__SHORT TASK__: Copy out every one of the following records word for word, line by line.

*** DATA LINES ***

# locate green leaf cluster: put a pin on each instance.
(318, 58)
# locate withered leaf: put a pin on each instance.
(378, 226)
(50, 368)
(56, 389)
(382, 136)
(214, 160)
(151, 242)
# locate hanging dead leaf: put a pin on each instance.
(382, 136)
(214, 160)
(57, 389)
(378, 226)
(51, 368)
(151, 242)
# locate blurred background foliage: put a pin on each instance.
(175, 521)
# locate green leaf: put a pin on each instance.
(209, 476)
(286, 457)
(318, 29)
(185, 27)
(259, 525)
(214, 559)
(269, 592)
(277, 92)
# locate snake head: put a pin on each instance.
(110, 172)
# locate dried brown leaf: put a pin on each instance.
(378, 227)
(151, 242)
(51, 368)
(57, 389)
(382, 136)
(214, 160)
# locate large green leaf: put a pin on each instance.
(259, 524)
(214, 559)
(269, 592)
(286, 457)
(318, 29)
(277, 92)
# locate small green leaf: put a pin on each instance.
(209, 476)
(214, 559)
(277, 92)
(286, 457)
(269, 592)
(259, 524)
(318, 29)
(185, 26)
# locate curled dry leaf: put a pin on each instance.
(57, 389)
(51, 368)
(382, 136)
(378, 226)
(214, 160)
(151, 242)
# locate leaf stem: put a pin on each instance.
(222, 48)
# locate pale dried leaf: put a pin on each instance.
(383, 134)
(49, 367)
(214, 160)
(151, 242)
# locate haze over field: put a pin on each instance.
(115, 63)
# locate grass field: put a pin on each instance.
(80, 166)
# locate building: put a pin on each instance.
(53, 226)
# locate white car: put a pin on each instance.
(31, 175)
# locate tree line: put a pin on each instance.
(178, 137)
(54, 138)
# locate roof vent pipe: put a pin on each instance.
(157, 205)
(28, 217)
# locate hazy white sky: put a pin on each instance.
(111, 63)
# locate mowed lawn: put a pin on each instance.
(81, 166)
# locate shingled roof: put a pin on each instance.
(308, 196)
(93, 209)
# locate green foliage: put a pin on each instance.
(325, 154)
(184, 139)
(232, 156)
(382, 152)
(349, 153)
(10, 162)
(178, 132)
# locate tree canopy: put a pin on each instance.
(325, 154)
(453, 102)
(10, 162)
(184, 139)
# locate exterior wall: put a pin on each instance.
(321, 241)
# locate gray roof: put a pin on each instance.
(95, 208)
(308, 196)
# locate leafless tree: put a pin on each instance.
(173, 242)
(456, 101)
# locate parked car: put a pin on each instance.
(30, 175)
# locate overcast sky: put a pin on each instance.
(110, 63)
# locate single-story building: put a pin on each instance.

***

__REPLY TO THE TASK__:
# locate green leaf cluster: put a pin on each instance.
(318, 58)
# locate withered leaf: put a pin on each instance.
(378, 226)
(50, 368)
(56, 389)
(382, 136)
(214, 160)
(151, 242)
# locate hanging dead leaf: put a pin on each instance.
(382, 136)
(214, 160)
(57, 389)
(378, 226)
(51, 368)
(151, 242)
# locate blurred background foliage: put a pin on each instance.
(175, 521)
# locate green leaf: put a pin on each instance.
(209, 476)
(286, 457)
(318, 29)
(185, 27)
(259, 525)
(214, 559)
(269, 592)
(277, 92)
# locate snake head: put a pin on each instance.
(110, 172)
# locate dried brown leaf: put a pin on each instance.
(378, 227)
(151, 242)
(51, 368)
(57, 389)
(382, 136)
(214, 160)
# locate large green leaf: put a pin on each instance.
(259, 524)
(214, 559)
(269, 592)
(286, 457)
(318, 29)
(277, 92)
# locate small green leaf: put a pin on each instance.
(209, 476)
(214, 559)
(277, 92)
(286, 457)
(269, 592)
(259, 524)
(318, 29)
(185, 26)
# locate curled dry leaf: put a pin on each instance.
(57, 389)
(51, 368)
(382, 136)
(378, 226)
(214, 160)
(151, 242)
# locate leaf stem: put a pin on each instance.
(222, 48)
# locate pale dried leaf: put a pin on each instance.
(383, 134)
(49, 367)
(214, 160)
(151, 242)
# locate haze over field: put a pin on each instance.
(115, 63)
# locate grass field: put a pin on each instance.
(80, 166)
# locate building: put a pin on each instance.
(53, 226)
# locate white car: put a pin on each instance.
(31, 175)
# locate tree line: put a pin on each instance.
(178, 137)
(54, 138)
# locate roof vent pipe: put a pin on each instance.
(157, 205)
(28, 217)
# locate hazy white sky: put a pin on each instance.
(111, 63)
# locate mowed lawn: put a pin on each instance.
(81, 166)
# locate shingled roof: put a pin on each instance.
(308, 196)
(93, 209)
# locate green foliage: put a pin on each instance.
(325, 154)
(184, 139)
(232, 156)
(382, 152)
(349, 153)
(10, 162)
(178, 132)
# locate tree canopy: put a pin on each instance.
(325, 154)
(453, 102)
(10, 162)
(184, 139)
# locate exterior wall: put a pin on each instance.
(321, 241)
# locate gray roof: put a pin on each instance.
(95, 208)
(308, 196)
# locate leafless tree: put a pin on each instance.
(173, 242)
(456, 101)
# locate parked car: put a pin on each instance.
(30, 175)
# locate overcast sky: put a pin on each instance.
(110, 63)
# locate single-story building: put a pin on each instance.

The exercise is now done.